(Beginning of Study text)

Dr. Rui Qing

Dr. Qing’s current work aim to breach the boundary between electronic materials and bio-systems. He utilized self-assembly proteins to reproduce ordered crystalline structure on solid electronic surfaces. The supramolecular structure serves as the interface between small functional bio-molecules and electronic signal harvesters. Understanding their electrochemical responses helps to further progress nano-bio-electronic technology and synthetic biology.

With a materials science background, Dr. Qing is adept at nanomaterials design and synthesis, surface fabrication and modification as well as optimization for electrode materials in lithium ion battery systems. His works advanced the science and technology of materials for energy storage and conversion, novel nanomaterials for biomedical applications, coatings and material design for entomology applications, etc. Details of his research can be found in Research Projects section.

Dr. Qing has published many peer-reviewed papers, file several US patents and was invited to present in prestigious international conferences.


OTHER RESEARCH: with Principal Investigator Dr. Wolfgang Sigmund, Materials Science and Engineering, University of Florida

Nanomaterial Design and Optimization for Lithium Ion Batteries Electrodes -- Lithium ion batteries (LIB) drew significant attention for the past decades as the primarily energy storage units in portable electronics. However, they barely meet the ever increasing performance demands for recent applications such as electric vehicles (EV). The overall energy density of the battery is limited by the capacity of the cathode materials, while prolonged safe application of the LIB systems suffered from the performance of anode materials. Most commercial cathodes in EV, i.e. LiCoO2 and LiFePO4, exhibit electrode energy between 560 mWh/g to 600 mWh/g. which could deliver a battery between 150 mWh/g to 300 mWh/g when combining with carbon anode. This number is smaller when safer Li4Ti5O12 is used as carbon anode suffer from structure instability and rapid solid electrolyte interface (SEI) layer formation. To fulfill government’s standards of future EVs, energy density of the cathode material needs be enhanced and a safer anode is also required. Herein with our research, we were able to activate Ni2+/Ni3+ redox couple above 5.1 V within olivine type LiNixFe1-xPO4 solid solution materials by chemical delithiation. Combined with high voltage electrolyte this material can potentially increase the mainstream cathode capacity by as much as 40%. On the other hand, anatase TiO2 based anode materials with high structure stability for safe applications were fabricated. TiO2 and TiO2/CNT core-shell nanofibers were achieved using electrospinning technique. Interwoven morphology of fibers built a hollow framework which increases ternary interface of anode, electronic conductor and electrolyte. We obtained excellent specific capacity combined with good high rate performance and capacity retention. Enhancement in electrochemical performance was attributed to the increase of electronic conductivity and lithium diffusivity, as confirmed by our experiments. We further optimize the anode property by adding CNT additive and post hydrogen treatment.

(End of Study text)

Tasks
1) Translate this sentence from the research profile into Spanish: "The supramolecular structure serves as the interface between small functional bio-molecules and electronic signal harvesters."
2) Retype the stretch of the research profile from "With a materials" through "Research Projects section.".
Rely on nothing but the research profile when answering.

(Beginning of Source data)

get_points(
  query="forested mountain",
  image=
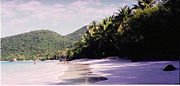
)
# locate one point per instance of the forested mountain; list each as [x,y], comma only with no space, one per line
[77,35]
[41,43]
[149,30]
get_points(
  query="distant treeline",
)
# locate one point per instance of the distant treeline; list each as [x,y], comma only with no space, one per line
[149,30]
[42,44]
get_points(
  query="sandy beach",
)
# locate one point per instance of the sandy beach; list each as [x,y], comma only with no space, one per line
[119,71]
[93,72]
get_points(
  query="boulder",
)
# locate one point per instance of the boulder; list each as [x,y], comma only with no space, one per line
[169,68]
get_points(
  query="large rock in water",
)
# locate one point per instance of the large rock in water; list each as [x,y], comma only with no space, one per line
[169,68]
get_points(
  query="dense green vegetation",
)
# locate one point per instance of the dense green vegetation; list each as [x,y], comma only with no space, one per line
[77,35]
[148,30]
[42,44]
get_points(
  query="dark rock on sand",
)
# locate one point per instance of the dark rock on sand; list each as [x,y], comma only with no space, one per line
[169,68]
[137,59]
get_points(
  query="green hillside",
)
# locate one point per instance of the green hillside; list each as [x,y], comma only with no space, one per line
[41,43]
[77,35]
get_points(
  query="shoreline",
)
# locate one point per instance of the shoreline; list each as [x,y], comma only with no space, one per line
[79,74]
[120,71]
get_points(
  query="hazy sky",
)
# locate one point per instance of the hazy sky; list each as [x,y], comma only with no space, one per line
[61,16]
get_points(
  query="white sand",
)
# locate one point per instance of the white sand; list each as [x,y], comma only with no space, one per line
[47,74]
[126,72]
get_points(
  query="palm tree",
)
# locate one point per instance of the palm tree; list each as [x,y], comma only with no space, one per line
[142,4]
[122,15]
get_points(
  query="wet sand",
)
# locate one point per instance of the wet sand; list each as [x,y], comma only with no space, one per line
[78,74]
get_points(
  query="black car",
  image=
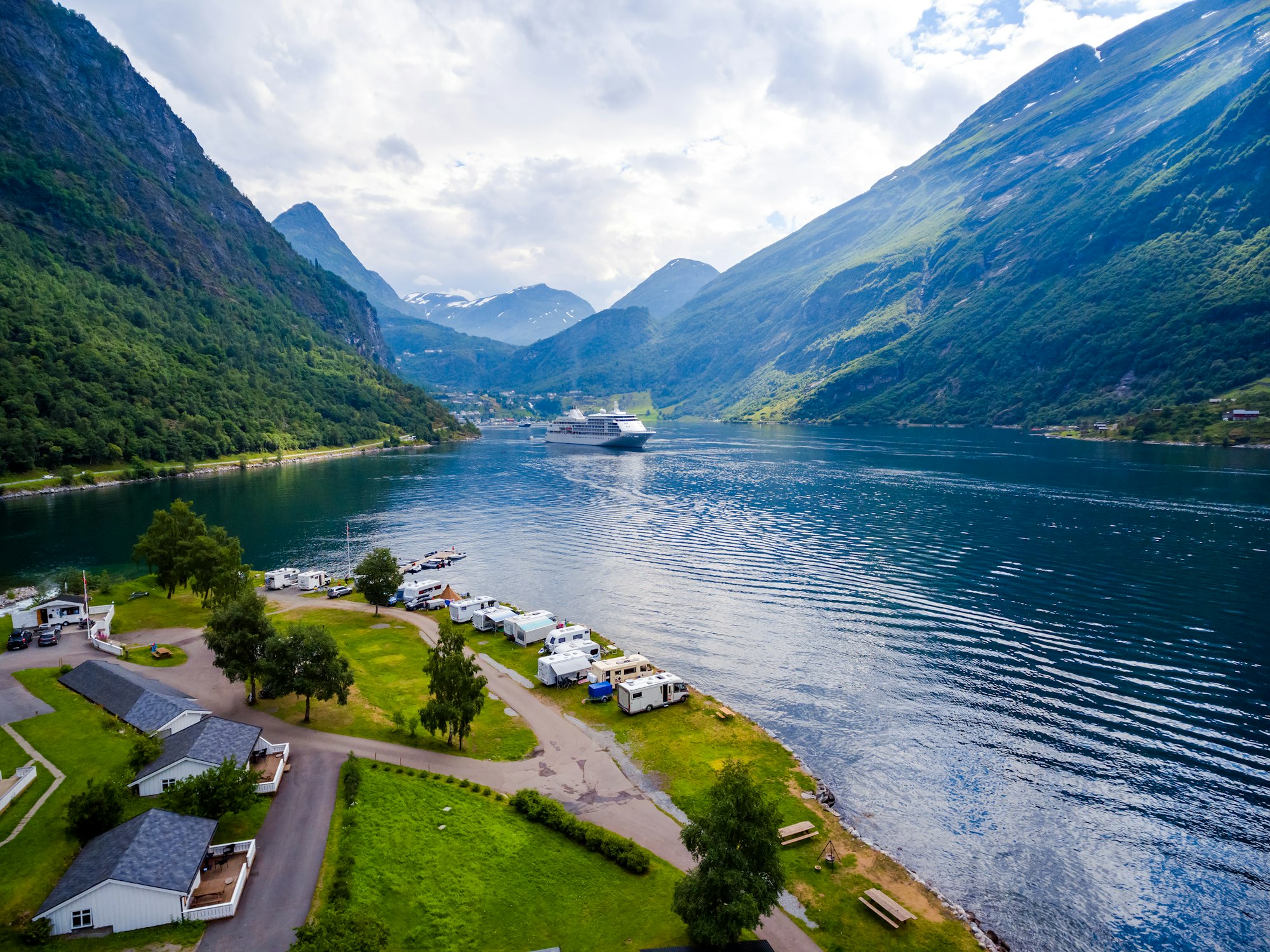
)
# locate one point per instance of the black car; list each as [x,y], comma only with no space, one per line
[21,638]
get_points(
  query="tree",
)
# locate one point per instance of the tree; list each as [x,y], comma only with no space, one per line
[237,635]
[97,810]
[307,662]
[457,686]
[228,789]
[739,878]
[378,577]
[164,547]
[342,931]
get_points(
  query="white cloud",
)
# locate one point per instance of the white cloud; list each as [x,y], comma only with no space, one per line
[492,145]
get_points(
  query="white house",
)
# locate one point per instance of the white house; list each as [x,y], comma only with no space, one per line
[209,744]
[156,869]
[148,705]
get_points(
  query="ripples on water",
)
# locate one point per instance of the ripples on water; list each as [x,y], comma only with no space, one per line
[1032,669]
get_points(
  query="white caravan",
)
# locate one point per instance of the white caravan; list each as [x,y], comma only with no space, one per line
[511,626]
[490,619]
[463,611]
[660,690]
[314,580]
[566,668]
[281,579]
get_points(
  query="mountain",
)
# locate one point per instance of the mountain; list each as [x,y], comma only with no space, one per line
[424,351]
[519,316]
[1094,240]
[148,309]
[670,287]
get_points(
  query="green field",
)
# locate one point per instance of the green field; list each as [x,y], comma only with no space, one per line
[388,658]
[492,880]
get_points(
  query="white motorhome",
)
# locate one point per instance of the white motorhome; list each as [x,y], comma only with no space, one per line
[463,611]
[563,635]
[313,580]
[490,619]
[660,690]
[615,671]
[531,633]
[566,668]
[511,626]
[281,579]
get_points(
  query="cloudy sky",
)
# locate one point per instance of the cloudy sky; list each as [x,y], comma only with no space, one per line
[463,145]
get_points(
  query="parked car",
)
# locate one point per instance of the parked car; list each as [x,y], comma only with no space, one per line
[20,639]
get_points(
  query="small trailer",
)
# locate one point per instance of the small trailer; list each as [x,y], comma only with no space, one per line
[533,631]
[615,671]
[314,580]
[563,635]
[511,626]
[464,610]
[566,668]
[660,690]
[491,619]
[281,579]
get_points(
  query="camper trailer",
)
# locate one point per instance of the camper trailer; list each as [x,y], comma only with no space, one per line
[314,580]
[491,619]
[566,668]
[562,636]
[511,626]
[533,631]
[463,611]
[281,579]
[615,671]
[660,690]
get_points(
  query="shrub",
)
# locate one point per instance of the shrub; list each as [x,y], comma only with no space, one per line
[539,809]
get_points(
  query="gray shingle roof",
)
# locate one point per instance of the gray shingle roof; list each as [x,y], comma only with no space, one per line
[145,704]
[211,741]
[159,850]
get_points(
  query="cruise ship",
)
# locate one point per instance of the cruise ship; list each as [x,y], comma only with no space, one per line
[605,429]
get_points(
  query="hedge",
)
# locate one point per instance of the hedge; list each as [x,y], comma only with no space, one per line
[625,852]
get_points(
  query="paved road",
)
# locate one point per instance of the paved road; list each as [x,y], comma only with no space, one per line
[568,766]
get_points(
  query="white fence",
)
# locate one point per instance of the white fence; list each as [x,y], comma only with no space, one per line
[26,777]
[272,786]
[224,911]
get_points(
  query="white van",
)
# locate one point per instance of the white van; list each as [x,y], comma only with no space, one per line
[566,668]
[660,690]
[563,635]
[281,579]
[491,619]
[511,626]
[464,611]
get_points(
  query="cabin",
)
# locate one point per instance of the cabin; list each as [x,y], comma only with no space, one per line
[209,744]
[156,869]
[150,706]
[661,690]
[615,671]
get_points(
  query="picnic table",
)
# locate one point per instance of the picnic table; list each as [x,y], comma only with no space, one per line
[887,908]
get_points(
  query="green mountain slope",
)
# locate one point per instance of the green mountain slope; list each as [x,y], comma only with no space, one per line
[424,351]
[148,309]
[1093,240]
[670,287]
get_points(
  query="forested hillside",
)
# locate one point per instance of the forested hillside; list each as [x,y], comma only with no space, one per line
[148,307]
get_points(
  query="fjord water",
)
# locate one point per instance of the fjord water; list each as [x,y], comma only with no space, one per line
[1034,671]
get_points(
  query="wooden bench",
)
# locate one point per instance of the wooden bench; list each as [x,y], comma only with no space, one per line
[886,908]
[798,832]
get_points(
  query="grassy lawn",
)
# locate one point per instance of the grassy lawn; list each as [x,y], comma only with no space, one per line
[683,747]
[388,658]
[140,654]
[492,880]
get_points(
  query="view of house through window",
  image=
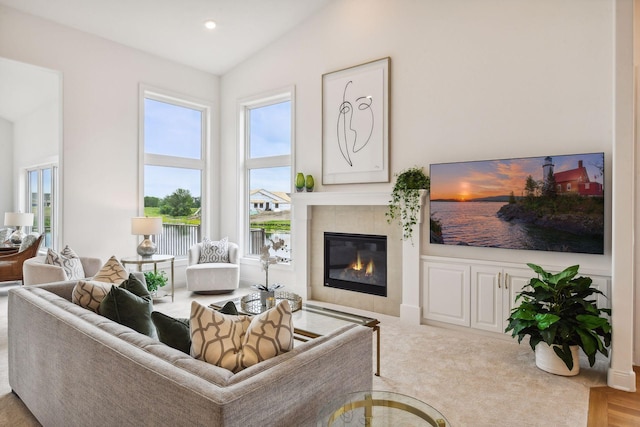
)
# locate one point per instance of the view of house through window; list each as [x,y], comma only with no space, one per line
[268,174]
[174,138]
[41,193]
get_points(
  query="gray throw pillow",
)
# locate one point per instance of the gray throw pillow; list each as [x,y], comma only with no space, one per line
[214,251]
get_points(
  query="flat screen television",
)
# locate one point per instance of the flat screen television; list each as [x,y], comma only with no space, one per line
[547,203]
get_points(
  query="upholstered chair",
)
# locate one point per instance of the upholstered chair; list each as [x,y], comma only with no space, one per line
[11,265]
[212,277]
[36,271]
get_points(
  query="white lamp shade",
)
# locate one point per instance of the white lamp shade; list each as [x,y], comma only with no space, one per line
[146,226]
[18,219]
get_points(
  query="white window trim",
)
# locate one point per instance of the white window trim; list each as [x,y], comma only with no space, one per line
[261,100]
[208,215]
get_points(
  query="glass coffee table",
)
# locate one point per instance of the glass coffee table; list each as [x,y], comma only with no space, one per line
[312,321]
[379,408]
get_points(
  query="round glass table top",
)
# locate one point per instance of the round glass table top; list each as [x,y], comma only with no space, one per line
[379,408]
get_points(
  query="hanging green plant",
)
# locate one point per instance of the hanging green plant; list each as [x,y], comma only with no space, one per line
[404,205]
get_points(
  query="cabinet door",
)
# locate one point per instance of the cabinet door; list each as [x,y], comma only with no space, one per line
[514,280]
[486,298]
[445,295]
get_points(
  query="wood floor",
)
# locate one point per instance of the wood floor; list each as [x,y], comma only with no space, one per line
[614,408]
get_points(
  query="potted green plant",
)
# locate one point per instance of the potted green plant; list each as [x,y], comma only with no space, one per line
[559,312]
[404,205]
[155,280]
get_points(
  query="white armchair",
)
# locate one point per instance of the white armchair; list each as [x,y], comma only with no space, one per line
[35,271]
[213,277]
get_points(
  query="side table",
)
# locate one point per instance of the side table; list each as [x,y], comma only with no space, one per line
[153,259]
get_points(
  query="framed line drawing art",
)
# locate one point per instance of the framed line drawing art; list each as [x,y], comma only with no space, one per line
[355,124]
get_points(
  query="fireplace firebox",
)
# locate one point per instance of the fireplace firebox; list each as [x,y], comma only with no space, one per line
[356,262]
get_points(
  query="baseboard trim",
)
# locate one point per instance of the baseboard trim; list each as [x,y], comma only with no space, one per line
[621,380]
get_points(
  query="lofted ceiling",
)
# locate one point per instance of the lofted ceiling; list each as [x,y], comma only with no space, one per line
[174,29]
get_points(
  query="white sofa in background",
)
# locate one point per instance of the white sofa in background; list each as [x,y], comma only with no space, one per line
[35,271]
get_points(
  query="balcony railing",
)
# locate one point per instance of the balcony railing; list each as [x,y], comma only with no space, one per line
[176,239]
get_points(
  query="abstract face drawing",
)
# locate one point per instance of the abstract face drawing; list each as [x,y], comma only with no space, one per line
[355,123]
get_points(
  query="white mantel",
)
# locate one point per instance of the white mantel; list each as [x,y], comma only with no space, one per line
[410,309]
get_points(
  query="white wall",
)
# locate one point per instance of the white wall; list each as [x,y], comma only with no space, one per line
[6,172]
[470,80]
[100,130]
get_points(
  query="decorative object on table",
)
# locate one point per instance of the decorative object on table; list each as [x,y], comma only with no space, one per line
[309,182]
[300,182]
[355,124]
[18,220]
[155,280]
[266,258]
[406,196]
[557,310]
[146,226]
[252,303]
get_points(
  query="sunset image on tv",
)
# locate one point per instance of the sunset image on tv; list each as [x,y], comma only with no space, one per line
[549,203]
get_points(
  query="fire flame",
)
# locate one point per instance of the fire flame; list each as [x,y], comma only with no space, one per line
[358,265]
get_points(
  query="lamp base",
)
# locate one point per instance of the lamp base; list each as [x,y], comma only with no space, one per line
[146,248]
[17,236]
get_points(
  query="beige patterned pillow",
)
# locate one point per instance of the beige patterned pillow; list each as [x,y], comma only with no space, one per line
[111,272]
[68,260]
[237,342]
[216,338]
[90,293]
[269,334]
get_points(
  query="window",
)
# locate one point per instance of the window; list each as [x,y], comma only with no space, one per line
[267,147]
[173,139]
[41,193]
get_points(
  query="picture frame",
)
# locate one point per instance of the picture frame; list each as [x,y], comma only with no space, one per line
[355,124]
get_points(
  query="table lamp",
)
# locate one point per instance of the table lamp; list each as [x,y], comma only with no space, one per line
[146,226]
[18,220]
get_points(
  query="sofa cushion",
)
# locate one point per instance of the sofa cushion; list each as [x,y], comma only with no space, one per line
[68,261]
[130,304]
[172,332]
[175,333]
[214,251]
[90,293]
[112,272]
[269,334]
[237,342]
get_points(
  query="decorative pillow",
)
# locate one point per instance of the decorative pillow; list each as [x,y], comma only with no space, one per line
[237,342]
[130,304]
[214,251]
[216,338]
[111,272]
[89,294]
[27,241]
[172,332]
[175,332]
[70,263]
[269,334]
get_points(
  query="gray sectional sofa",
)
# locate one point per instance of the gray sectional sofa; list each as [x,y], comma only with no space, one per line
[72,367]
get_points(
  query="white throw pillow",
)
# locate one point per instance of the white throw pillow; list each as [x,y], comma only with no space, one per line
[68,260]
[214,251]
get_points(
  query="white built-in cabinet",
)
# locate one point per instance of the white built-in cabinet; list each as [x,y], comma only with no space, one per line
[479,294]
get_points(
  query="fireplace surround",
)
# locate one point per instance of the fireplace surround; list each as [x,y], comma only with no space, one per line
[356,262]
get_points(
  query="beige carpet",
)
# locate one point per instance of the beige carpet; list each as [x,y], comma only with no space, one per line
[474,380]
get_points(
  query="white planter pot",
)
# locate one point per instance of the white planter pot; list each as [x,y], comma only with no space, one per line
[548,360]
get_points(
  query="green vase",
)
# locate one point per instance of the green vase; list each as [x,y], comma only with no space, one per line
[300,182]
[309,183]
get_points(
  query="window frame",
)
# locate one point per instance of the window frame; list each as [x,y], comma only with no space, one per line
[201,164]
[39,218]
[277,96]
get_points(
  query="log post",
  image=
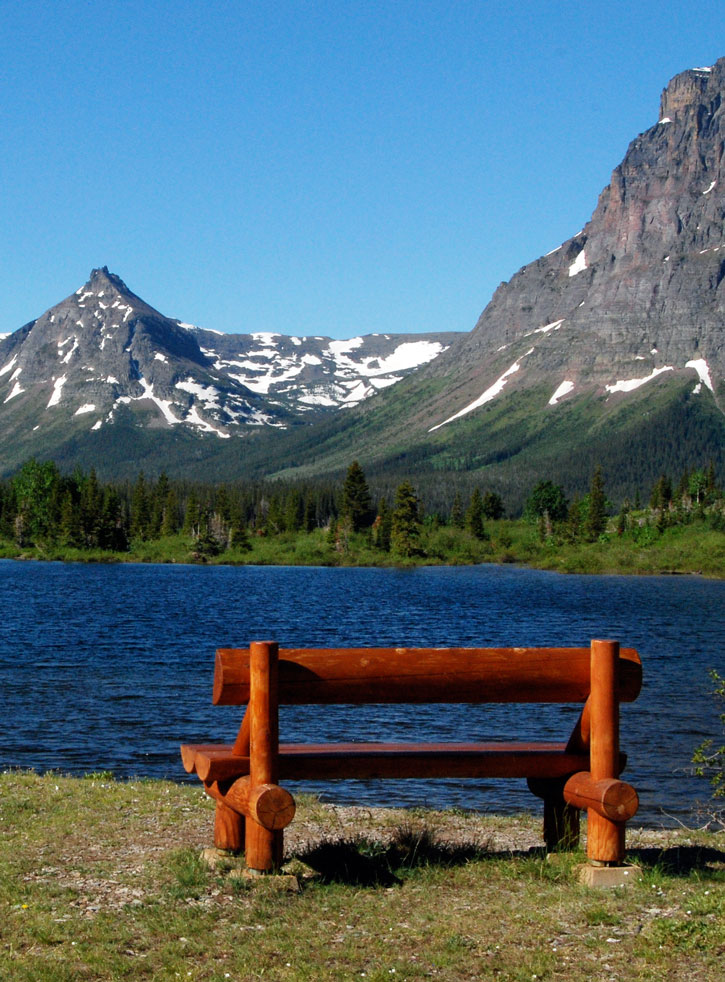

(End of Source data)

Responses
1) La estructura supramolecular sirve como interfaz entre pequeñas biomoléculas funcionales y los recolectores de señales electrónicas.

2)
With a materials science background, Dr. Qing is adept at nanomaterials design and synthesis, surface fabrication and modification as well as optimization for electrode materials in lithium ion battery systems. His works advanced the science and technology of materials for energy storage and conversion, novel nanomaterials for biomedical applications, coatings and material design for entomology applications, etc. Details of his research can be found in Research Projects section.